▸ **AUFGABE**
Bearbeiten Sie den Urteilsauszug: Geben Sie den Abschnitt beginnend bei „Die Kammer hat“ und endend bei „Nr. 2 SGG).“ wieder und setzen Sie darin „Revision“ an die Stelle von „Berufung“.

++++ EXTRAHIERTER TEXT ++++

Die geltend gemachte Höhe der Umzugskosten ist mit 600,00 Euro ebenfalls nicht zu beanstanden. Die Klägerin hat sich bemüht, die Kosten so gering wie möglich zu halten. So hat sie in der mündlichen Verhandlung glaubhaft versichert, im Vorfeld des Umzugs Kostenvoranschläge mehrerer Umzugsunternehmen eingeholt und sich für das günstigste Unternehmen entschieden zu haben. Auch hat sie ihr Umzugsgut selbst gepackt und sogar die De- und Remontage ihrer Einbauküche durch einen Bekannten erledigen lassen, dem sie im Gegenzug hierfür ihr Fahrrad geschenkt hat. Neben dem Transport wurde nur der Auf- und Abbau eines großen Kleiderschrankes durch die Umzugsfirma übernommen.
f)
Die Verurteilung der Beklagten lediglich zur Neubescheidung des Antrags der Klägerin auf Übernahme der Umzugskosten entspricht dem Klageantrag der anwaltlich vertretenen Klägerin, über den das Gericht nicht hinausgehen durfte (vgl. Keller in: Meyer-Ladewig, Keller/ Leitherer, SGG, § 123 Rn. 4).
2.
Die Kostenentscheidung folgt aus § 193 SGG.
3.
Die Kammer hat die Berufung zugelassen, weil die Frage, welcher Zeitpunkt für die nach § 22 Abs. 3 SGB II erforderliche vorherige Zusicherung bei der Geltendmachung von Kosten eines Umzugsunternehmens maßgeblich ist, eine Rechtsfrage vom grundsätzlicher Bedeutung ist (§ 144 Abs. 2 Nr. 1 SGG) und die Kammer in dieser Frage von der Rechtsprechung des 9. Senates des Landessozialgerichts Niedersachsen-Bremen abweicht (§ 144 Abs. 2 Nr. 2 SGG).

++++ BEREITGESTELLTE DATENSÄTZE ++++

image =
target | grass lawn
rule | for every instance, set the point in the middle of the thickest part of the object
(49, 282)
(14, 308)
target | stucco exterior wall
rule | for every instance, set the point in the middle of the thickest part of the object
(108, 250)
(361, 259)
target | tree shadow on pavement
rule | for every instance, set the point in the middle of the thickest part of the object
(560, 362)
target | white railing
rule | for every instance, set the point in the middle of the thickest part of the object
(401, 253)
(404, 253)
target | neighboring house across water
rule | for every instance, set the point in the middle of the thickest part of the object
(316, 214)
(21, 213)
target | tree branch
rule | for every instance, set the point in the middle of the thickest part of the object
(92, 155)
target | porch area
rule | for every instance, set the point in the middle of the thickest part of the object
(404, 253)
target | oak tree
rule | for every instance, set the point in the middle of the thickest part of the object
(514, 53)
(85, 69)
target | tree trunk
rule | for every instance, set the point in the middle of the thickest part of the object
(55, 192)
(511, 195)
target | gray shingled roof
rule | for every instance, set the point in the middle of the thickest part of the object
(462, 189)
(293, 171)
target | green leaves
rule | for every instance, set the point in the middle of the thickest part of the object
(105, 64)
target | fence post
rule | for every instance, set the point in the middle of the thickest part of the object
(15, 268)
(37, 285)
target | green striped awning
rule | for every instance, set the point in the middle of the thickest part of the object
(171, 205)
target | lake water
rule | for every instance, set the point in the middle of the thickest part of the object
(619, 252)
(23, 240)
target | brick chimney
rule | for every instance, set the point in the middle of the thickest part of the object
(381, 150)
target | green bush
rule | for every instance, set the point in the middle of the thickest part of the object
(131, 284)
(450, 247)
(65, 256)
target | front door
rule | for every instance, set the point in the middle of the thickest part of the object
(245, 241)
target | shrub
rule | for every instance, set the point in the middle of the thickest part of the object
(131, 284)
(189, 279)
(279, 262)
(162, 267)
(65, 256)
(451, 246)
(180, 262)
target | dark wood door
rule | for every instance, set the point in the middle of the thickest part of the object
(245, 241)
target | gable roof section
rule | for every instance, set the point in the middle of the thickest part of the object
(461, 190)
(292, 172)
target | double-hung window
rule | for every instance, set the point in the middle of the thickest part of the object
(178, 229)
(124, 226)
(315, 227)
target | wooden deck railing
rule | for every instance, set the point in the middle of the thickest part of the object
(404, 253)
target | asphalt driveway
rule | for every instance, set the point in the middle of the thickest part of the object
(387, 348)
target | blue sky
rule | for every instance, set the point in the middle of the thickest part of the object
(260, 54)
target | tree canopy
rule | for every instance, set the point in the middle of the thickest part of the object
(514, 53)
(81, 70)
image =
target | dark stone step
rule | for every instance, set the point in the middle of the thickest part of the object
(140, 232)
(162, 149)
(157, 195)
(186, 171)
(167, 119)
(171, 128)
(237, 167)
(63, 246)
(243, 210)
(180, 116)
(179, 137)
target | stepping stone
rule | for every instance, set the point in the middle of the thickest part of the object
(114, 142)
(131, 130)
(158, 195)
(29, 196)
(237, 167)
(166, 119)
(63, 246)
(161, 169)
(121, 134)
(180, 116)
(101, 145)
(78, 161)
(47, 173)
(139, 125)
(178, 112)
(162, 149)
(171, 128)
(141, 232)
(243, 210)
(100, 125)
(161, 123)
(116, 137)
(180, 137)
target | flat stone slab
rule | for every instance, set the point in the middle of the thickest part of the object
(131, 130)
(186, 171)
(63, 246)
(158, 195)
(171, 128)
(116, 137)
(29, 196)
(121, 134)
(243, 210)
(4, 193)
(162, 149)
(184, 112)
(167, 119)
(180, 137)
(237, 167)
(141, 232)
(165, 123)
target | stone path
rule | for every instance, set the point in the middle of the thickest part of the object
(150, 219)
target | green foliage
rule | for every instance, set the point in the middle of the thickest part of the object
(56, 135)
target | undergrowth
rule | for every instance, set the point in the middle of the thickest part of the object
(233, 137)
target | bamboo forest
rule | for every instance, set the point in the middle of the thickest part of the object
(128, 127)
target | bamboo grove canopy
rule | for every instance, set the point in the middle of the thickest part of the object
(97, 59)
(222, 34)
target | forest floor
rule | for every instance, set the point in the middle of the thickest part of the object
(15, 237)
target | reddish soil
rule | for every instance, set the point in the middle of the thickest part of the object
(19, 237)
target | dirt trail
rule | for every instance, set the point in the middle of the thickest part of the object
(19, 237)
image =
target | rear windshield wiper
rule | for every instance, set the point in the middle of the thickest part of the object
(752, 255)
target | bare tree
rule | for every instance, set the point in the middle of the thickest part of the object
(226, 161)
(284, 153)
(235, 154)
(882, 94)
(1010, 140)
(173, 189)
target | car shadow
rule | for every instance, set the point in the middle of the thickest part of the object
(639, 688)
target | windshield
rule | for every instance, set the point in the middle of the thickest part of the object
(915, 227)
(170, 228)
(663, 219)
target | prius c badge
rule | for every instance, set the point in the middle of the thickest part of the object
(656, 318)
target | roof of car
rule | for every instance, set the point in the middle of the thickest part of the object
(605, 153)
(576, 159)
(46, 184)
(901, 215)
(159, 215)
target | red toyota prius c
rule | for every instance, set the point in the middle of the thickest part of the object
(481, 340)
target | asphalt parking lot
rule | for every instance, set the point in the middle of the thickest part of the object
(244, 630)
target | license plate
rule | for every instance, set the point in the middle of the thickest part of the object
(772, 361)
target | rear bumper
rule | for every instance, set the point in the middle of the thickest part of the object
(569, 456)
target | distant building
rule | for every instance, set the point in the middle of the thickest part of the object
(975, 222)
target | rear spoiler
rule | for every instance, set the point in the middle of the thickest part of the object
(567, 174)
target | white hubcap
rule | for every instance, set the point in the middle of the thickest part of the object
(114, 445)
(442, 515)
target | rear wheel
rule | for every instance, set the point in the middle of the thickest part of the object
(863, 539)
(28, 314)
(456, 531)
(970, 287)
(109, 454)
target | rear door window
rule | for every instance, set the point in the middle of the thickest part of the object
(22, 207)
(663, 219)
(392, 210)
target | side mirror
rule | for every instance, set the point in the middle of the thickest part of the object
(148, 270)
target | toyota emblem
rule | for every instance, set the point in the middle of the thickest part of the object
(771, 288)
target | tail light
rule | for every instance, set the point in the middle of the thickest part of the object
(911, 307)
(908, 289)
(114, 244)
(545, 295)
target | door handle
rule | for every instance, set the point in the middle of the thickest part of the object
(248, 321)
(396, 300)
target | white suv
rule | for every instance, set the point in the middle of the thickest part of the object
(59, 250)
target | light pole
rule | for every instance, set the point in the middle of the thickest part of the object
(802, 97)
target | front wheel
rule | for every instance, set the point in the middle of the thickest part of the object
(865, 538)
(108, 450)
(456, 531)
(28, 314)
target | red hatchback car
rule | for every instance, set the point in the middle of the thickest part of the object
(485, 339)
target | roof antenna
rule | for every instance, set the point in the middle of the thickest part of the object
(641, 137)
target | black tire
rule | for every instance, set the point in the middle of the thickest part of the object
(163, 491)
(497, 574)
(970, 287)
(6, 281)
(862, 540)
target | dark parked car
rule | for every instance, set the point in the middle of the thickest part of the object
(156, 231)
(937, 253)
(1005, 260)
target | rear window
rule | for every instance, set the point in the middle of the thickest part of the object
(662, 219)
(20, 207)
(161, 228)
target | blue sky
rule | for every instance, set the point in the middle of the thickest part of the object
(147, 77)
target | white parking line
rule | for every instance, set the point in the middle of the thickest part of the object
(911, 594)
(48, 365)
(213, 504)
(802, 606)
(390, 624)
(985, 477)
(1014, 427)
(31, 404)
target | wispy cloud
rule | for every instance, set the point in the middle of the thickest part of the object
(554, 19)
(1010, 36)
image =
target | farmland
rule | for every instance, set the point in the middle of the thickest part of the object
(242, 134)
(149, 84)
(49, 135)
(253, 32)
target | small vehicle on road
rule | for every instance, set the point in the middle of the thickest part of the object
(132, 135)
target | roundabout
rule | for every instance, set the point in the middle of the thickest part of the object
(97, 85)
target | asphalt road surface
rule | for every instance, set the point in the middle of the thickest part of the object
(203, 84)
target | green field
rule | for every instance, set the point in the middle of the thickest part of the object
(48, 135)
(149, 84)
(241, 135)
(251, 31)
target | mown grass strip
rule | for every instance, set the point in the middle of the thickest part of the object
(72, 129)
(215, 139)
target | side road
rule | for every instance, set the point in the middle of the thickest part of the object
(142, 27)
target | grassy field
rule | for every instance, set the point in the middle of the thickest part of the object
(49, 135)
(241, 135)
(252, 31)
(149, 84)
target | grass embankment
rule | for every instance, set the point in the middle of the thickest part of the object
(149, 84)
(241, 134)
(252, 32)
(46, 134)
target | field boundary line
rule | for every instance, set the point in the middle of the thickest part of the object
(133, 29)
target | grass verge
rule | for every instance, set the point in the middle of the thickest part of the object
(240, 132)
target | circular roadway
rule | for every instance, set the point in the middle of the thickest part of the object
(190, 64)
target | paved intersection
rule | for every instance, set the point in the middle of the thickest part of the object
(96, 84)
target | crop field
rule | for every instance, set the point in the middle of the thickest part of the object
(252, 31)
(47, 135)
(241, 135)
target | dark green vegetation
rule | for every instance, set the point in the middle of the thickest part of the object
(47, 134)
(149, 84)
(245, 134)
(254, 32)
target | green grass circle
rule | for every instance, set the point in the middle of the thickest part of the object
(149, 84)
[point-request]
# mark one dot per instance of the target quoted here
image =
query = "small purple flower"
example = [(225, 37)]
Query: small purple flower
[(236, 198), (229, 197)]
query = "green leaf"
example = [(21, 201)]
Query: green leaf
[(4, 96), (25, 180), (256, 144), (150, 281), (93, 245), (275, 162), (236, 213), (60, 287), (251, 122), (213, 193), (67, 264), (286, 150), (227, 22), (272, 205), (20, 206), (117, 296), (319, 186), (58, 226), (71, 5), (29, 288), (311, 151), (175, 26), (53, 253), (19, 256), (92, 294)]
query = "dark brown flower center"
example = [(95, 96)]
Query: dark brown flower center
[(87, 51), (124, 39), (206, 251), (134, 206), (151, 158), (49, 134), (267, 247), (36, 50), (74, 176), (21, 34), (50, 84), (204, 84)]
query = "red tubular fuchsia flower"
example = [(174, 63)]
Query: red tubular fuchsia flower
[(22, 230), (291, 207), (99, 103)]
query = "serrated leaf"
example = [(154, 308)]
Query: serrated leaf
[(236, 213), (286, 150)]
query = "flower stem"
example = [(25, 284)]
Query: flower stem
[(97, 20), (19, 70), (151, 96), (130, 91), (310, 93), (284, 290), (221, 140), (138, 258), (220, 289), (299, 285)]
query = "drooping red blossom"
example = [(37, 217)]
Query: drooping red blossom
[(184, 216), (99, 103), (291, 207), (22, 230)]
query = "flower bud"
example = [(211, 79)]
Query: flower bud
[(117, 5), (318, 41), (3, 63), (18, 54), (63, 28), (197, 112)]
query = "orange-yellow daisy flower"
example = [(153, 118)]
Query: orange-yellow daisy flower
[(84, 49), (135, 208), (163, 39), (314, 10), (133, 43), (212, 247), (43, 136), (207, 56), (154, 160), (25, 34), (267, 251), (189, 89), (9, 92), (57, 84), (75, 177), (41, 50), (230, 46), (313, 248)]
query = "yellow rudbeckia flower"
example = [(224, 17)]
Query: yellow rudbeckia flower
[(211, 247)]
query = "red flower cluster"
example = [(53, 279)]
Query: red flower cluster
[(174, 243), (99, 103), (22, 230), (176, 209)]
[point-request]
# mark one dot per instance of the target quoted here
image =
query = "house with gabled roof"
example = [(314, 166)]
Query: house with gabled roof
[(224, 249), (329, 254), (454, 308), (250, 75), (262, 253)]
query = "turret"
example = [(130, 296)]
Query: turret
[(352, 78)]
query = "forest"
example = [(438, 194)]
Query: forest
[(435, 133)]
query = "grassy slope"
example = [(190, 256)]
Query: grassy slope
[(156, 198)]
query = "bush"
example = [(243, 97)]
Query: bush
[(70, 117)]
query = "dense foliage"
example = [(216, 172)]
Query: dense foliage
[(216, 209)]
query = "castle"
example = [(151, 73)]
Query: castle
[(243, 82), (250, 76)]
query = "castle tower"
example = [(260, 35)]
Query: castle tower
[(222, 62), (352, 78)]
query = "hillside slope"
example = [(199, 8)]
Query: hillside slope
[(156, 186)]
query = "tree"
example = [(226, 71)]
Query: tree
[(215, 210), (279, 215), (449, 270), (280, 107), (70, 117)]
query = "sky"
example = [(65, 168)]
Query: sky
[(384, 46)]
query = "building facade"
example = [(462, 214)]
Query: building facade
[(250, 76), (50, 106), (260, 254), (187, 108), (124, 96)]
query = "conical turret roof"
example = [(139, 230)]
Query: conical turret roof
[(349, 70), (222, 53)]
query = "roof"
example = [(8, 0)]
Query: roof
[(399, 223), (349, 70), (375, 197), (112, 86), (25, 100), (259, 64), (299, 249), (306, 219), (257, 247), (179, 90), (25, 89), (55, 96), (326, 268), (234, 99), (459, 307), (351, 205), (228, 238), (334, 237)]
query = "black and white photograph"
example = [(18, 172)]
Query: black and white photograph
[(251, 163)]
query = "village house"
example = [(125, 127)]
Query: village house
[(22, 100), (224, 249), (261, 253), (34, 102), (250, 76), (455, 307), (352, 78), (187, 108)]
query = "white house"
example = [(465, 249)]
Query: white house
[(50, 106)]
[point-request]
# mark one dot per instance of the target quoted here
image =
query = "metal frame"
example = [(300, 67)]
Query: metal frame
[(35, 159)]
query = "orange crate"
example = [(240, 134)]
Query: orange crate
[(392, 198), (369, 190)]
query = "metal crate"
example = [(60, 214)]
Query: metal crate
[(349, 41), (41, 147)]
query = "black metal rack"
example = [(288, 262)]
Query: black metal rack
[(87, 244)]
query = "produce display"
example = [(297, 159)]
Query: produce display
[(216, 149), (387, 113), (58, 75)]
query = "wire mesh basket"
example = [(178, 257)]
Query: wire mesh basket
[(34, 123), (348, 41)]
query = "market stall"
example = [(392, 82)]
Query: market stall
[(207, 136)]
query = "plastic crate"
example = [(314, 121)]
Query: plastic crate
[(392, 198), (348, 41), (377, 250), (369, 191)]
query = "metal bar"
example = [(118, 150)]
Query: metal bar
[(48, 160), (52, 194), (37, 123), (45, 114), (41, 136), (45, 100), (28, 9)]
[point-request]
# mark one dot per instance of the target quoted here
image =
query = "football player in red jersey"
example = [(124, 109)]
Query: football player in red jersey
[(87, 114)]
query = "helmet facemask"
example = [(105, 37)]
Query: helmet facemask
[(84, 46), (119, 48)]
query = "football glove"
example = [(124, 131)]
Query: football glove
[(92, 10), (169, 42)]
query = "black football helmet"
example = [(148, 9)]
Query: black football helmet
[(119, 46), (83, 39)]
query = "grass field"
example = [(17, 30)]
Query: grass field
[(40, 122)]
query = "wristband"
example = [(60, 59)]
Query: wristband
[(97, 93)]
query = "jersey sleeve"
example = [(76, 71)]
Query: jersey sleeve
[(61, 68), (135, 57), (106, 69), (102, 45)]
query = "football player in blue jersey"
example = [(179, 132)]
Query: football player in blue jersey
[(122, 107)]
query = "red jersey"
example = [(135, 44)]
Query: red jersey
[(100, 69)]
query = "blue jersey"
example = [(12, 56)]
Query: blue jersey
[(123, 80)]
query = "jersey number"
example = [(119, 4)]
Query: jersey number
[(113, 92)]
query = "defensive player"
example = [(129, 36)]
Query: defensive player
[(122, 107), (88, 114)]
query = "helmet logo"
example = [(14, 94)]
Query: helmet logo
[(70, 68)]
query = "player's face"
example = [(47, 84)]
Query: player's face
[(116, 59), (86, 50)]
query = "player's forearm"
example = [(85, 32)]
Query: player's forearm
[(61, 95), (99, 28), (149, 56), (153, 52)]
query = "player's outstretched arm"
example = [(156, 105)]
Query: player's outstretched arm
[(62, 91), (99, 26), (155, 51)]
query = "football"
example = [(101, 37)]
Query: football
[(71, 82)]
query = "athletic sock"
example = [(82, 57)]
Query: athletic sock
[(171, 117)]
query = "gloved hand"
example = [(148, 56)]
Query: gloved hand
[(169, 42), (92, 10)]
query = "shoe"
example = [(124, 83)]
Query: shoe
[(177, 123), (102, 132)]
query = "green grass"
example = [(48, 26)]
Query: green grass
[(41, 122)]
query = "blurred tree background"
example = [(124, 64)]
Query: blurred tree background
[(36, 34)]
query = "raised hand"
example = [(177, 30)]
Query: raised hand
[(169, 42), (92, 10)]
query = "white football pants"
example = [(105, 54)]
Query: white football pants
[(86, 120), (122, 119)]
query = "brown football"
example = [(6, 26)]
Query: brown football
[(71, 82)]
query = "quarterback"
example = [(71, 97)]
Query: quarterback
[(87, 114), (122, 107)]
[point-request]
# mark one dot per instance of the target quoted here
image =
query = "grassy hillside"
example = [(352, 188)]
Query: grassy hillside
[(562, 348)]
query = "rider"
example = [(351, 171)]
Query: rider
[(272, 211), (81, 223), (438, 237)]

++++

▸ **ANTWORTBEREICH**
Die Kammer hat die Revision zugelassen, weil die Frage, welcher Zeitpunkt für die nach § 22 Abs. 3 SGB II erforderliche vorherige Zusicherung bei der Geltendmachung von Kosten eines Umzugsunternehmens maßgeblich ist, eine Rechtsfrage vom grundsätzlicher Bedeutung ist (§ 144 Abs. 2 Nr. 1 SGG) und die Kammer in dieser Frage von der Rechtsprechung des 9. Senates des Landessozialgerichts Niedersachsen-Bremen abweicht (§ 144 Abs. 2 Nr. 2 SGG).